◆ Work instruction
Set down the data below once more, precisely as it reads.

(Segmentation mask data)

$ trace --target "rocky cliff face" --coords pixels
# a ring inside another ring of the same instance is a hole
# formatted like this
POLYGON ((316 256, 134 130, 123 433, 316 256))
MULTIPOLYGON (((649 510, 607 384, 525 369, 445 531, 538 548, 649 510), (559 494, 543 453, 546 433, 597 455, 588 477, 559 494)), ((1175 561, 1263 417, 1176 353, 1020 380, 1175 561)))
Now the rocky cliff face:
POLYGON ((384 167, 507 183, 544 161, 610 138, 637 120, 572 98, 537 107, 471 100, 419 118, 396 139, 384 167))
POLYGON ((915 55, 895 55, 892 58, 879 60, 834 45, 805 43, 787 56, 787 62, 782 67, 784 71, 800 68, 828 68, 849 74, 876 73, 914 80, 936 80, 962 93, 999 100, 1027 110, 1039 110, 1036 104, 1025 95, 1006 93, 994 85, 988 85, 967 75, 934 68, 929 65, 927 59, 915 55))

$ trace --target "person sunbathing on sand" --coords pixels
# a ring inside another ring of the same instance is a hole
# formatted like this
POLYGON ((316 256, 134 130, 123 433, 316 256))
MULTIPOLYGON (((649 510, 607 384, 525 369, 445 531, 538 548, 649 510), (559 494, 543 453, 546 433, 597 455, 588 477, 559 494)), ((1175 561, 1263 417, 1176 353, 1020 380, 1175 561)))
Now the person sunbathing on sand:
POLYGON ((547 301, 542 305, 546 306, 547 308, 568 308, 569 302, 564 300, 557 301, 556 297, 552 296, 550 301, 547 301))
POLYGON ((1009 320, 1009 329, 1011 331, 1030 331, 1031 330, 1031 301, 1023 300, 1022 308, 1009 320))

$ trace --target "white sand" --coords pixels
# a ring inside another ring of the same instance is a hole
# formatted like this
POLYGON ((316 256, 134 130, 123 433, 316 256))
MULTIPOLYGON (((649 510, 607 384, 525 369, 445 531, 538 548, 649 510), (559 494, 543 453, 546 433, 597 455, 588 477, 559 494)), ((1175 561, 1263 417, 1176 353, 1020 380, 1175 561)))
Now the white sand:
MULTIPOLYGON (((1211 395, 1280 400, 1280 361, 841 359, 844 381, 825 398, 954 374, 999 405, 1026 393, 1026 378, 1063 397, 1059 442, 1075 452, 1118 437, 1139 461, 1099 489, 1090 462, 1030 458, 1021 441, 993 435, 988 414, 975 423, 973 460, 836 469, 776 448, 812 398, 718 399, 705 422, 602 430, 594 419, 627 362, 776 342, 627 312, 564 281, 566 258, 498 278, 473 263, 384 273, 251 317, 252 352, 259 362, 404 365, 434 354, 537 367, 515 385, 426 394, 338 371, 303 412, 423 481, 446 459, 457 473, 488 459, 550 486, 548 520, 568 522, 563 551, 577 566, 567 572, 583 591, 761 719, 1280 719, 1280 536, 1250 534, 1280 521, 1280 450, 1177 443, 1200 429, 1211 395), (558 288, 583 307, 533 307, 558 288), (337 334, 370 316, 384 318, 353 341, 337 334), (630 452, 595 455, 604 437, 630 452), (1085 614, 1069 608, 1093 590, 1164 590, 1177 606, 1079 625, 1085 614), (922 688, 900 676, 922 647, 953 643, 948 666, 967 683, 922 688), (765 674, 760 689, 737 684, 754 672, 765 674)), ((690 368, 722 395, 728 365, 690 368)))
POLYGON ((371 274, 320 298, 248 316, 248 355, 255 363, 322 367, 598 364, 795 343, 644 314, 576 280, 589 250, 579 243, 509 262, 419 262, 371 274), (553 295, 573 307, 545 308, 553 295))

◆ Response
$ trace --target "rocky cliff face" --coords pixels
# a ring inside another ring of the same instance is a hole
# formatted like this
POLYGON ((316 256, 134 130, 123 433, 316 256))
MULTIPOLYGON (((649 510, 607 384, 525 369, 445 531, 538 548, 649 510), (559 494, 543 453, 546 433, 597 455, 588 477, 559 494)), ((1175 561, 1263 417, 1176 353, 1020 380, 1175 561)))
Now the rocky cliff face:
POLYGON ((384 167, 507 183, 544 161, 610 138, 637 120, 572 98, 537 107, 471 100, 419 118, 396 139, 384 167))
POLYGON ((915 55, 895 55, 892 58, 879 60, 834 45, 805 43, 787 56, 787 62, 782 67, 784 71, 800 68, 828 68, 849 74, 876 73, 914 80, 936 80, 962 93, 999 100, 1027 110, 1039 110, 1036 104, 1025 95, 1006 93, 994 85, 988 85, 967 75, 934 68, 929 65, 927 59, 915 55))

$ trace --target "person sunbathing on sand" --coords pixels
# a ring inside another ring of the same instance is a hole
# formatted like this
POLYGON ((316 256, 134 130, 123 433, 316 256))
MULTIPOLYGON (((649 510, 607 384, 525 369, 445 531, 538 548, 649 510), (559 494, 543 453, 546 433, 597 455, 588 477, 559 494)), ((1175 561, 1263 417, 1176 353, 1020 380, 1175 561)))
Now the person sunbathing on sand:
POLYGON ((547 301, 542 305, 546 306, 547 308, 568 308, 569 302, 564 300, 557 301, 556 297, 552 296, 550 301, 547 301))
POLYGON ((1009 320, 1009 329, 1011 331, 1030 331, 1031 330, 1031 301, 1023 300, 1022 308, 1009 320))

$ trace --target "white sand" --coords pixels
# a ring inside another ring of the same instance is a hole
# formatted like this
POLYGON ((316 256, 134 130, 123 433, 316 256))
MULTIPOLYGON (((649 510, 607 384, 525 369, 445 531, 538 548, 649 510), (559 494, 543 453, 546 433, 597 455, 588 477, 559 494)), ((1175 561, 1263 417, 1176 353, 1020 380, 1175 561)))
Now the white sand:
MULTIPOLYGON (((1211 395, 1280 400, 1280 361, 841 359, 844 381, 825 398, 954 374, 999 405, 1026 393, 1026 378, 1063 397, 1059 442, 1075 452, 1118 437, 1139 461, 1099 489, 1090 462, 1030 458, 1021 441, 993 435, 988 414, 975 423, 973 460, 836 469, 776 448, 812 398, 718 399, 705 422, 602 430, 594 419, 627 362, 776 342, 627 312, 564 281, 566 258, 498 278, 473 263, 384 273, 251 317, 252 352, 259 362, 404 365, 434 354, 537 367, 515 385, 426 394, 338 371, 303 412, 423 481, 446 459, 457 473, 488 459, 550 486, 548 520, 568 522, 563 551, 577 566, 567 572, 583 591, 761 719, 1280 719, 1280 536, 1250 534, 1280 521, 1280 450, 1177 443, 1200 429, 1211 395), (558 288, 583 307, 533 307, 558 288), (337 334, 370 316, 384 318, 353 341, 337 334), (630 452, 595 455, 604 437, 630 452), (1085 614, 1069 608, 1093 590, 1164 590, 1177 606, 1079 625, 1085 614), (922 688, 900 676, 922 647, 953 643, 948 666, 967 683, 922 688), (765 674, 760 689, 737 684, 754 672, 765 674)), ((690 368, 722 395, 728 365, 690 368)))
POLYGON ((371 274, 320 298, 248 316, 248 355, 255 363, 322 367, 598 364, 795 343, 644 314, 576 280, 589 250, 579 243, 509 262, 419 262, 371 274), (553 295, 573 307, 545 308, 553 295))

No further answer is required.